_Passage to read_
====

Two months ago, Deed's son stabbed him in the chest and head before taking his own life. Just hours earlier his son had been under a six- hour emergency custody order at a hospital. But he was later released because there were no beds available inside the psychiatric treatment center. Deeds told CBS's "60 Minutes" the system failed his son.

(BEGIN VIDEO CLIP)

CREIGH DEEDS (D), VIRGINIA STATE SENATE: The whole afternoon, Gus didn't sit down. He paced the floor. He'd look at me, he'd smile. And just I had this sinking feeling that he wasn't going to be hospitalized.

SCOTT PELLEY, CBS NEWS: And if you didn't find a hospital bed in six hours, Gus was coming home?

DEEDS: He was coming home. And I was concerned that if he came home, there was -- there was going to be a crisis.

PELLEY: You were concerned that your son was suicidal. The clock has run out on the emergency room and he comes in and says, sorry, you've got to leave.

DEEDS: Well he said that Gus wasn't suicidal. I guess he made that evaluation.

PELLEY: Based on his evaluation.

DEEDS: His evaluation that Gus wasn't suicidal.

PELLEY: What did you say to him in leaving the emergency room?

DEEDS: I said the system failed my son tonight.

(END VIDEO CLIP)

COSTELLO: Deeds, a Democrat, has introduced legislation that would create a psychiatric bed registry and expand the time limit for emergency custody orders. He'll be talking with CNN's Anderson Cooper tonight on "AC 360" at 8:00 p.m. Eastern.

Still to come in the NEWSROOM the Broncos and the Seahawks land in the Super Bowl. Could the big game be the last for Peyton Manning -- Andy Scholes?

ANDY SCHOLES, BLEACHER REPORT: Yes Carol that's the big question. If the Broncos win will Peyton retire and go out on top. We'll hear Peyton's answer to that question after the break.

(COMMERCIAL BREAK)

COSTELLO: The Broncos and the Seahawks have arrived in New Jersey for Super Bowl week. Peyton Manning and his Denver teammates were the first to land. Now there has been some buzz over whether Manning could retire if the Broncos win on Sunday.

Andy Scholes is here with more on that. Good morning, Andy. SCHOLES: Hey, good morning, Carol. You know I think, win or lose, Peyton is definitely coming back. But there are a lot of people out there that say, hey, you know he is 37 years old. He is the oldest player in this year's Super Bowl, he has had all those neck surgeries. What better way to retire than to go out on top?

====

Extracted records
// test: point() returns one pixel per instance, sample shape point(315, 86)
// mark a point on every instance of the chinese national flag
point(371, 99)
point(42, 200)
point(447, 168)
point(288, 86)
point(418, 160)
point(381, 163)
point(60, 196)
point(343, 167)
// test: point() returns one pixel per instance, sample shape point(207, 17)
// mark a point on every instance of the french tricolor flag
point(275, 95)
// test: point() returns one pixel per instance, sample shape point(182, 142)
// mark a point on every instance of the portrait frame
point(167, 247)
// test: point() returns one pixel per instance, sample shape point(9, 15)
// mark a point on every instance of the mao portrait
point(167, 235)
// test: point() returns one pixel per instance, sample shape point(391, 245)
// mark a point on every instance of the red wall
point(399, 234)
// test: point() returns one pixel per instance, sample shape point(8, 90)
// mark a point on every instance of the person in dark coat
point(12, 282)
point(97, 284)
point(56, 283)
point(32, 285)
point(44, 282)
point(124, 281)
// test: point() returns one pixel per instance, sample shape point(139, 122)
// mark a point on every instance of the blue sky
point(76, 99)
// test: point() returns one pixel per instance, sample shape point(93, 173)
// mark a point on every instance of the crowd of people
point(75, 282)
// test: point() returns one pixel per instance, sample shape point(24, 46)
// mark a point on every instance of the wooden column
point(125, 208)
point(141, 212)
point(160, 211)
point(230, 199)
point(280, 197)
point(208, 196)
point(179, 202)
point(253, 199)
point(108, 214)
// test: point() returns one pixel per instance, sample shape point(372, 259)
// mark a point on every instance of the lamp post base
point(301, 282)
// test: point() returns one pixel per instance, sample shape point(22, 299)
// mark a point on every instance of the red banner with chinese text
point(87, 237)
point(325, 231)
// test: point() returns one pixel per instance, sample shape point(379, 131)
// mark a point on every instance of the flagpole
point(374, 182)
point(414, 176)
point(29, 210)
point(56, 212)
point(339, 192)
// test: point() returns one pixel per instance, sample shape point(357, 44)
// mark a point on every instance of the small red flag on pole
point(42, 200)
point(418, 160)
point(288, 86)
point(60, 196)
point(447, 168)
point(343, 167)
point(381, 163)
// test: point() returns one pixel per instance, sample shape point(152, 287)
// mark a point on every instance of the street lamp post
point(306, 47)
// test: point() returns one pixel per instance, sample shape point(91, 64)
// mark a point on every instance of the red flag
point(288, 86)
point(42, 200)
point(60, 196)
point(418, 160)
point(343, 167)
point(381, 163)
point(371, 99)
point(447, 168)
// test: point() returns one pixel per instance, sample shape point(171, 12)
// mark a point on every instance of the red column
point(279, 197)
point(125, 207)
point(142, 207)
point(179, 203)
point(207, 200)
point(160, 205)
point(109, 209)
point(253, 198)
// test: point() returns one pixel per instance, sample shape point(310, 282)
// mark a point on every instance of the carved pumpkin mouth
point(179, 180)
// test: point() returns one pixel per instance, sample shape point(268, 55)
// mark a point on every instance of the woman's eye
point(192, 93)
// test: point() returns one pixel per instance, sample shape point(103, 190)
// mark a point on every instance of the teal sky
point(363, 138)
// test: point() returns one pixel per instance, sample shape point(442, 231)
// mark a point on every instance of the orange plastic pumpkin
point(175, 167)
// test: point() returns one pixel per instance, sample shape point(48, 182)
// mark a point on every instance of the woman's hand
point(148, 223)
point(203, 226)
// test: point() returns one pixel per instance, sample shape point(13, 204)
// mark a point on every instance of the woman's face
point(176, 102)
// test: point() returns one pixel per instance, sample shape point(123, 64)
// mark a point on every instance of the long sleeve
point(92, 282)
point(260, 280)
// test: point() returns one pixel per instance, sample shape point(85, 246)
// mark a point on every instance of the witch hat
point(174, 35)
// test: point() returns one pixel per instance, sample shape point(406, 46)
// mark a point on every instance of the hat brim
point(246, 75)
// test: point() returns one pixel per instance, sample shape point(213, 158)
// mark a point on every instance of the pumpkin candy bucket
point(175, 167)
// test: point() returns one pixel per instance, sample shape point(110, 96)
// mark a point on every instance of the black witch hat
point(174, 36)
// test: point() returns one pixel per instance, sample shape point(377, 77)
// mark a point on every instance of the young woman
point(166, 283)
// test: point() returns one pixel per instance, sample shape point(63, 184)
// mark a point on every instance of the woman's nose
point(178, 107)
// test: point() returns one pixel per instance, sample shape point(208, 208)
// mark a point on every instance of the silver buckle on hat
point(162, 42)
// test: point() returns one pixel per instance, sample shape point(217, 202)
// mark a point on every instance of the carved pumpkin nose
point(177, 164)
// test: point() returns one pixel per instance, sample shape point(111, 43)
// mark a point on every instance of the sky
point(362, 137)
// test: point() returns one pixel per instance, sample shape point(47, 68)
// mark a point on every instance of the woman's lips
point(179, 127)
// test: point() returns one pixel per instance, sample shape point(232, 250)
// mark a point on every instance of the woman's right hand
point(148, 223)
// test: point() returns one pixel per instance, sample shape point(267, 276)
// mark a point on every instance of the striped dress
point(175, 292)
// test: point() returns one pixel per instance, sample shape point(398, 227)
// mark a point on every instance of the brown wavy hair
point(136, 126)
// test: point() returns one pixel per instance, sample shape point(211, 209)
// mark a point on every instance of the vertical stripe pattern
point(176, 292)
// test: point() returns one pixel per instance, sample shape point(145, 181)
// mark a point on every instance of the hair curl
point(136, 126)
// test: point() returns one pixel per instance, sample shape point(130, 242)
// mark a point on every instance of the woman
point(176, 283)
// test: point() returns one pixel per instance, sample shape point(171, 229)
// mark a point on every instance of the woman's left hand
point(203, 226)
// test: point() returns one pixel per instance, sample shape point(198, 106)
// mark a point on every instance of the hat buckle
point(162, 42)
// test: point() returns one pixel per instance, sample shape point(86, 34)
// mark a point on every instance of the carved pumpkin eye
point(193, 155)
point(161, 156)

====

_Requirement 1_
Rewrite the paragraph of the transcript beginning "Two months ago" as a short bulleted list that keeps its main facts.
_Requirement 2_
According to the transcript, what two changes would the legislation introduced by Deeds make?

_Problem solution 1_
- Two months ago, Deeds's son stabbed him in the chest and head and then took his own life.
- Hours earlier, the son had been held at a hospital under a six-hour emergency custody order.
- He was released because no beds were available in the psychiatric treatment center.
- Deeds told CBS's "60 Minutes" that the system failed his son.

_Problem solution 2_
It would create a psychiatric bed registry and expand the time limit for emergency custody orders.